##### SUPPLIED DATA #####
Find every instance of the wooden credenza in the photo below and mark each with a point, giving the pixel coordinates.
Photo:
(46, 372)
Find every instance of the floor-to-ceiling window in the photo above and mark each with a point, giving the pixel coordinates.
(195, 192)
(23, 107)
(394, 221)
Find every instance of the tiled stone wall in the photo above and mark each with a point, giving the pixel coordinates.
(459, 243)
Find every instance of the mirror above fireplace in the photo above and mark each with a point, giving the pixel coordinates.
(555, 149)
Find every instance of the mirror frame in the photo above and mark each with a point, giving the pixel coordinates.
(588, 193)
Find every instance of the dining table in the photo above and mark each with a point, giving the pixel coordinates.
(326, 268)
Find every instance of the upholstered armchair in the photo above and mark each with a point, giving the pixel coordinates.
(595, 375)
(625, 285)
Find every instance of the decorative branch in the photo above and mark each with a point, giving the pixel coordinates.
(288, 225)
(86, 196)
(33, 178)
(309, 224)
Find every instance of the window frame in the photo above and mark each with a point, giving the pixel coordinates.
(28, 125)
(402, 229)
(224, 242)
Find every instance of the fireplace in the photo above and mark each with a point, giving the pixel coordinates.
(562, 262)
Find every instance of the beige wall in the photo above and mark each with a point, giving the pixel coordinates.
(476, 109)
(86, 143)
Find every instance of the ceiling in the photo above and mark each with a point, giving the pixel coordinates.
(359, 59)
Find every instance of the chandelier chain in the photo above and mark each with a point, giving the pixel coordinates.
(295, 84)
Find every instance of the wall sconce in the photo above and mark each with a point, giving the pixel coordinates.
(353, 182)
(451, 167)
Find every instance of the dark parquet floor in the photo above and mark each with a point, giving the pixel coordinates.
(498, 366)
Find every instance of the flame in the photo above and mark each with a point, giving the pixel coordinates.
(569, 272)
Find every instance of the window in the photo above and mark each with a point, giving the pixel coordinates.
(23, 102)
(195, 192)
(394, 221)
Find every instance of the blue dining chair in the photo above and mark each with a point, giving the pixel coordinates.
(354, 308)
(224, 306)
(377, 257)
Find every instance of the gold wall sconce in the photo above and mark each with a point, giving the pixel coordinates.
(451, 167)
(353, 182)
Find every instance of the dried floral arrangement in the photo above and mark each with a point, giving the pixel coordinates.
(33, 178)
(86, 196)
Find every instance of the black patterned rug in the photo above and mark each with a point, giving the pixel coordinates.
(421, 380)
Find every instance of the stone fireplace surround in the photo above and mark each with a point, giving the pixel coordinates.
#####
**YOUR INSTRUCTIONS**
Transcribe each entry precisely, missing none.

**RESPONSE TO THIS EXERCISE**
Find every instance of the wooden credenza in the photo below and mark each with a point, giving the pixel coordinates.
Photo:
(46, 372)
Find every instance of the floor-to-ceiling window in the photo above and mark each with a point, giving the pixel coordinates.
(195, 192)
(23, 107)
(394, 221)
Find every instance of the tiled stone wall in the photo above and mark each with a point, giving the pixel coordinates.
(459, 243)
Find every instance of the mirror above fireplace in the photo above and mark each with a point, giving the pixel coordinates.
(555, 149)
Find every instance of the mirror frame in the photo above and mark each with a point, giving the pixel coordinates.
(588, 193)
Find every instance of the dining table in the photo above and mark each with a point, giving the pixel coordinates.
(326, 268)
Find every instance of the upholstered armchair in the photo above and mark each with a point, giving the pixel coordinates.
(595, 375)
(625, 285)
Find every instance of the decorative branch in the photo above and mark each with a point, giving the pixel coordinates.
(288, 225)
(86, 196)
(33, 178)
(309, 224)
Find every instance of the window frame in the photo above and mark each with a point, giving the pixel coordinates.
(28, 125)
(402, 229)
(224, 242)
Find every instance of the fireplace in the photo above and mark each with a point, giving the pixel coordinates.
(562, 262)
Find every instance of the beige wall in the photo above and mark each with a point, giving the pixel coordinates.
(476, 109)
(86, 143)
Find every instance of the ceiling in the photo above and mark each with a point, giving the pixel coordinates.
(359, 59)
Find every instance of the chandelier chain in the photo above and mark each with a point, giving the pixel coordinates.
(295, 84)
Find every instance of the wall sconce in the photo above and mark each with a point, giving the pixel coordinates.
(353, 182)
(451, 167)
Find every instance of the dark parquet floor in the photo above and mark each with a point, giving the pixel coordinates.
(498, 366)
Find every instance of the flame in the photo above and mark each with a point, giving the pixel coordinates.
(569, 272)
Find every instance of the window in the photo above and mark each with a point, giving the pixel coordinates.
(23, 102)
(195, 192)
(394, 221)
Find every instance of the blue dining chair in the photo above and mark each with a point, giving the pixel coordinates.
(354, 308)
(224, 306)
(377, 257)
Find every instance of the gold wall sconce in the photo above and mark each with a point, giving the pixel coordinates.
(451, 167)
(353, 182)
Find every instance of the dried floral arrangement in the photo above and mark each with a point, giving the pixel coordinates.
(33, 178)
(86, 196)
Find every instance of the black patterned rug in the photo above and mark each with a point, giving the pixel coordinates.
(421, 380)
Find every instance of the stone fireplace surround in the photo above and mark each with a point, giving the pixel coordinates.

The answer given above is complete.